** GIVEN REQUEST **
Return every line of the records below that contains the word "hockey".
=== ENTRIES ===
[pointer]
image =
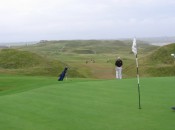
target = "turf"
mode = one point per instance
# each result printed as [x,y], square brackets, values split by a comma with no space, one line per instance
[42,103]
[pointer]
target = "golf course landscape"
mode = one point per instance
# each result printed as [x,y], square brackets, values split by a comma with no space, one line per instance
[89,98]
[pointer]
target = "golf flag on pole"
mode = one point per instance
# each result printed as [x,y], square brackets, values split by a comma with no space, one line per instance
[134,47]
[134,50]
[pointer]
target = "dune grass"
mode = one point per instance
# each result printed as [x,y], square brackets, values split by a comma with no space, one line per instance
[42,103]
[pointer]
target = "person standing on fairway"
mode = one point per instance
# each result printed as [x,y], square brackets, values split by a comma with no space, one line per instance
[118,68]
===
=== ENTRIES ===
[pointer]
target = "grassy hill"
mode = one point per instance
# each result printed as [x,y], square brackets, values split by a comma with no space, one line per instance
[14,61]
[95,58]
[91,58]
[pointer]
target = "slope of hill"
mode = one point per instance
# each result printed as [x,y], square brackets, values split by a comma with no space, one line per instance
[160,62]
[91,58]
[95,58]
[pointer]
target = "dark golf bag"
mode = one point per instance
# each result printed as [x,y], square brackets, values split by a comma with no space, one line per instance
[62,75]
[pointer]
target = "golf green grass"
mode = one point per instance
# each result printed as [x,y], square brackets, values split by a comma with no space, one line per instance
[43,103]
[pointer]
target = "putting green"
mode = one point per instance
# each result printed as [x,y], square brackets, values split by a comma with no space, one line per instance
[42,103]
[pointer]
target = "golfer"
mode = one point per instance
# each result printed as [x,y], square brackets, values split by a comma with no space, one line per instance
===
=== ENTRIES ===
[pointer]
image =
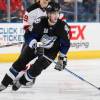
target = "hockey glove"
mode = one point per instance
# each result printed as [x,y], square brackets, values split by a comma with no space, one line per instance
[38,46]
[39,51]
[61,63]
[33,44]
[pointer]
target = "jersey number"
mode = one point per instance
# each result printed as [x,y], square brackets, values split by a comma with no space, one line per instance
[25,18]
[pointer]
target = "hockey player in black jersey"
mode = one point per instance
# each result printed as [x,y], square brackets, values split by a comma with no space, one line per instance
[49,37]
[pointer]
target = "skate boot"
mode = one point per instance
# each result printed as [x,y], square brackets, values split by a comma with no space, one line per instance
===
** SOLVED EXERCISE **
target = "hockey glove"
target = "hockey player in black jersey"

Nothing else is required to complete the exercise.